- _WHAT YOU NEED TO DO_:
Within the entries below, every line containing "point" is to be copied.

++++ PROVIDED INFORMATION

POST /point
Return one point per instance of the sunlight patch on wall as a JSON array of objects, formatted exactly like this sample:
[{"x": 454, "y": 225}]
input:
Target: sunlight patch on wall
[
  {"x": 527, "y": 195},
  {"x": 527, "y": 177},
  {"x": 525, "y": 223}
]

++++++++

- _EXERCISE OUTPUT_:
POST /point
Return one point per instance of the sunlight patch on wall as a JSON array of objects, formatted exactly like this sample:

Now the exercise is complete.